[Source data]
▼

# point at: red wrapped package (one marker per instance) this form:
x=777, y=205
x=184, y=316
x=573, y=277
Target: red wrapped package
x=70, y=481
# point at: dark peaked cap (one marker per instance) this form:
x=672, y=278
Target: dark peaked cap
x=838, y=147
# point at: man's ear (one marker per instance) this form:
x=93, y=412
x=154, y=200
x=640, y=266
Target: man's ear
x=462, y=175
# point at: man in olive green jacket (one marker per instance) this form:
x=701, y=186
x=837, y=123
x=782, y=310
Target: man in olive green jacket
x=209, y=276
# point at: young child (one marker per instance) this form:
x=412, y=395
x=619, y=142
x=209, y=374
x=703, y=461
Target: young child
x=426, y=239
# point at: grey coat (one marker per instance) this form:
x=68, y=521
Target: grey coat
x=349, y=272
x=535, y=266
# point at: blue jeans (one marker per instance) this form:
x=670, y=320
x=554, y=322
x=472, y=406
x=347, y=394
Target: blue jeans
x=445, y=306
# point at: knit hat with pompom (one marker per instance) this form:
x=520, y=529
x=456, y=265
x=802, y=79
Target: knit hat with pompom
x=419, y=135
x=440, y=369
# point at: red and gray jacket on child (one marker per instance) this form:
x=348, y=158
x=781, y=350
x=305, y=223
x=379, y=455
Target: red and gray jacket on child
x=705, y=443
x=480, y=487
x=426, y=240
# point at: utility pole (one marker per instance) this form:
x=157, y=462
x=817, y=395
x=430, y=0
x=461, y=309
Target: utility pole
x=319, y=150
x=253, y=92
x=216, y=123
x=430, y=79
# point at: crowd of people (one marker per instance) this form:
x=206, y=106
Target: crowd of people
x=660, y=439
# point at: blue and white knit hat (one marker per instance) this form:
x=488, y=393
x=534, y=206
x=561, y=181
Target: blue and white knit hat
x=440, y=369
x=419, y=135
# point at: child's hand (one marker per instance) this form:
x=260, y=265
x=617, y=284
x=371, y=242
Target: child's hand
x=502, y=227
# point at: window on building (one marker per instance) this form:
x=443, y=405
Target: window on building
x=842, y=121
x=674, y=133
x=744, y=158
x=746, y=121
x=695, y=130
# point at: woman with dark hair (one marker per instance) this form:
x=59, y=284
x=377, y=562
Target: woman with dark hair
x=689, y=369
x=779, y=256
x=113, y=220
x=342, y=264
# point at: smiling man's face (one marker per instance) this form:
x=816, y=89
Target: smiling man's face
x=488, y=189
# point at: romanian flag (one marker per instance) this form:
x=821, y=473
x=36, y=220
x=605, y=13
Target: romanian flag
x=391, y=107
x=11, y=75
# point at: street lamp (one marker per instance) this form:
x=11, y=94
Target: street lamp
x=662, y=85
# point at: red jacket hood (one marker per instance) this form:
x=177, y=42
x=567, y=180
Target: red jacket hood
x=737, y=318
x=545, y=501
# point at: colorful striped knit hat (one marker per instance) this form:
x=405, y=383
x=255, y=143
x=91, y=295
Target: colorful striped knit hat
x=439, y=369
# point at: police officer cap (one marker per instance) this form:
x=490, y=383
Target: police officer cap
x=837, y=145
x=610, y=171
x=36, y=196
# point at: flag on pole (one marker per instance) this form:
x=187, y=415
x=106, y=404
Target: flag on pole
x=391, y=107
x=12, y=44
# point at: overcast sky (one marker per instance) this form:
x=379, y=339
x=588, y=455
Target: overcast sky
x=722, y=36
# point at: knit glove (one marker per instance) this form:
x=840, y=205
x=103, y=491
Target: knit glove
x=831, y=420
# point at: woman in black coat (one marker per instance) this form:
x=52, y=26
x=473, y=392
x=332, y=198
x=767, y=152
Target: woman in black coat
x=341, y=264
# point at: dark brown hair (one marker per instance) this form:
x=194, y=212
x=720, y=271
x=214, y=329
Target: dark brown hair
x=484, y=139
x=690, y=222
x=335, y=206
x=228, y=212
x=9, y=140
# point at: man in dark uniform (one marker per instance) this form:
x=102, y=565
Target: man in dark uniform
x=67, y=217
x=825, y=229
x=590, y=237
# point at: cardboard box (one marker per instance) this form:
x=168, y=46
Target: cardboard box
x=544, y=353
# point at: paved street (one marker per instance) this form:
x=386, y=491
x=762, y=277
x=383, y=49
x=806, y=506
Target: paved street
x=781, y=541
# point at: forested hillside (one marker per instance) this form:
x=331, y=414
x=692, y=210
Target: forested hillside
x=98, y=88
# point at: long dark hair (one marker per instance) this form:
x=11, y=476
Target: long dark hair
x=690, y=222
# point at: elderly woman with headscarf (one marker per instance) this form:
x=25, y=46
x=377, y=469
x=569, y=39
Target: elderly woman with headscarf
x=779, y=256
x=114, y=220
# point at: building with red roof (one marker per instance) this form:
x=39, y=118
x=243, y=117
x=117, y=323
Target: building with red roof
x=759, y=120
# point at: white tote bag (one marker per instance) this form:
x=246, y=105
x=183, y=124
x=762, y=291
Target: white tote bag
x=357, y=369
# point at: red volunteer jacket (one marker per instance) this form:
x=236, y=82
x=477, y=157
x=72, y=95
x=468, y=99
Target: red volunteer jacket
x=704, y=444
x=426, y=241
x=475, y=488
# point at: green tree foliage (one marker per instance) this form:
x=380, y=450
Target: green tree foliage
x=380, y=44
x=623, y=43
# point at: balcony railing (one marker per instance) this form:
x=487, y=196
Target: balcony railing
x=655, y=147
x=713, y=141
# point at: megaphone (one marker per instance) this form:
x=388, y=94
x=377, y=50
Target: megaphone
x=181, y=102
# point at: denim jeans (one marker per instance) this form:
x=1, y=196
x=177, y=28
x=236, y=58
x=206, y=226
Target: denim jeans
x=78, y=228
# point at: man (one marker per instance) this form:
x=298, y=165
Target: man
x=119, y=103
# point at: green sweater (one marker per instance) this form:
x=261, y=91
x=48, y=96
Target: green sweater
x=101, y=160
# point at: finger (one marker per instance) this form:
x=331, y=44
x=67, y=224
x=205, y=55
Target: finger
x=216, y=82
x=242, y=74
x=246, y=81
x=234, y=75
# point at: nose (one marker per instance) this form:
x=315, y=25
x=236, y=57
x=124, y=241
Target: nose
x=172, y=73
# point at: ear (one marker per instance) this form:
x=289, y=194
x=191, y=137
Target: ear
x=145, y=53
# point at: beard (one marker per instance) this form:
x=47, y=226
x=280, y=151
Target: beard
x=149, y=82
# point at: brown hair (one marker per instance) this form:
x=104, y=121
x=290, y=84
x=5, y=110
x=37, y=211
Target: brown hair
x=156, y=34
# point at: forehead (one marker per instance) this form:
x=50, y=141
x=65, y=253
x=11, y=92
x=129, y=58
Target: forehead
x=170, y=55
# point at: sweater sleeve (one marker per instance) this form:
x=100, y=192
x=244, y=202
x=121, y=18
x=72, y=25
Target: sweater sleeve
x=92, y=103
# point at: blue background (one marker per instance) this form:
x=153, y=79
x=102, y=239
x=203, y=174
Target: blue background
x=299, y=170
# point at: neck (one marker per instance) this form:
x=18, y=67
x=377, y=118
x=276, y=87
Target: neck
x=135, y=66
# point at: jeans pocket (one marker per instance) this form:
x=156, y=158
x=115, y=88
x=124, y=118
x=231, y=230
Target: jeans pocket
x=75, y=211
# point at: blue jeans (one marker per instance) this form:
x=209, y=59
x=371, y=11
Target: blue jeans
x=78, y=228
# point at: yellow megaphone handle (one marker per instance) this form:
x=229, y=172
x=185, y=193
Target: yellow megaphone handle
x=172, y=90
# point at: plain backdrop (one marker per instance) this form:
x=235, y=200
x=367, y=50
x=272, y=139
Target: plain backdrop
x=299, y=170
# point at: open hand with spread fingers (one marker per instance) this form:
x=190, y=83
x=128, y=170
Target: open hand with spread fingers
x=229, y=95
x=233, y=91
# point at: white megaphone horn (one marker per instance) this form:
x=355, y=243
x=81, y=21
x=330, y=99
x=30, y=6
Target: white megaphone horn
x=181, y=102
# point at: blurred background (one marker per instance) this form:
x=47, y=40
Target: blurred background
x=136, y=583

▲
▼

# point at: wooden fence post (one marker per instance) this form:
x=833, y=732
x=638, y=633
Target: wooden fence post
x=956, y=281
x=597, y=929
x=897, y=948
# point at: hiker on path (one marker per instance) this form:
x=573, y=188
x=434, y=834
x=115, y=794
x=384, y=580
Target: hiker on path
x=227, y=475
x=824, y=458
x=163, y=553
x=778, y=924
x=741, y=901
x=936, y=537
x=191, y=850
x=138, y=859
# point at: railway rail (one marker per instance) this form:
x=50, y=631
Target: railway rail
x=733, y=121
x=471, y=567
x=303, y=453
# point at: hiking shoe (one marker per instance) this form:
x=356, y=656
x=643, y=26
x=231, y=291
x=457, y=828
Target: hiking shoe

▲
▼

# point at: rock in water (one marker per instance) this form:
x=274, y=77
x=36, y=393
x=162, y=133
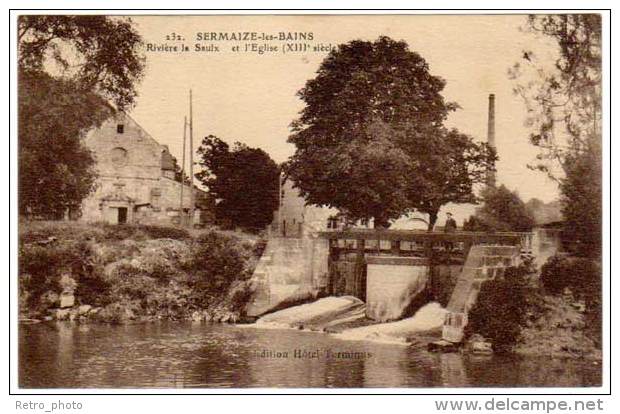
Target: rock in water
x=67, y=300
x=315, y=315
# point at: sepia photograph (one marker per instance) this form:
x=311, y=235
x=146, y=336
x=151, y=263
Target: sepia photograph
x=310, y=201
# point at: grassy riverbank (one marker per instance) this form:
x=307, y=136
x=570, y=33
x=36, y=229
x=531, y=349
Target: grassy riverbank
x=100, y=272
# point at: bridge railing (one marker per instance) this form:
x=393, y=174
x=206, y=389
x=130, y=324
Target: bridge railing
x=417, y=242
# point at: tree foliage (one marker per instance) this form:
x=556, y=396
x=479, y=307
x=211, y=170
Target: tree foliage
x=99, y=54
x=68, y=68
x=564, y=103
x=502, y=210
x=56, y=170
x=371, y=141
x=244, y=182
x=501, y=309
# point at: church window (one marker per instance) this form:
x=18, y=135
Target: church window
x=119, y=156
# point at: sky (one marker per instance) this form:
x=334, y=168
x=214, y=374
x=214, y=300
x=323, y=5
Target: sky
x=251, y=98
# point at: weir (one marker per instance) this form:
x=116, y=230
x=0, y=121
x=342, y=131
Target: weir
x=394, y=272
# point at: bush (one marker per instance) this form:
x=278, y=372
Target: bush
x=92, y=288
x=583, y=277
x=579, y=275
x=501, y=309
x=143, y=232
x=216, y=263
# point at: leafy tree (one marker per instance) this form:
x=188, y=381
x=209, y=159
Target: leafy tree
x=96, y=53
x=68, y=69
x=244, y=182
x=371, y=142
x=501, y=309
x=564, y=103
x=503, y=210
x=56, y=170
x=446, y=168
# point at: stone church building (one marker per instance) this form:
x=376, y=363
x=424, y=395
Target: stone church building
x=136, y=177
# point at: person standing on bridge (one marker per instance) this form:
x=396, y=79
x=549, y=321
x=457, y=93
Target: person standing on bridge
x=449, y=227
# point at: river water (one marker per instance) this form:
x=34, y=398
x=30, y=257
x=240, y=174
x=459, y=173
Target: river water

▲

Gather every line of the listing above that contains the word "cardboard", matching case exactly.

Result of the exercise:
# point at: cardboard box (one marker per instance) this form:
Target: cardboard box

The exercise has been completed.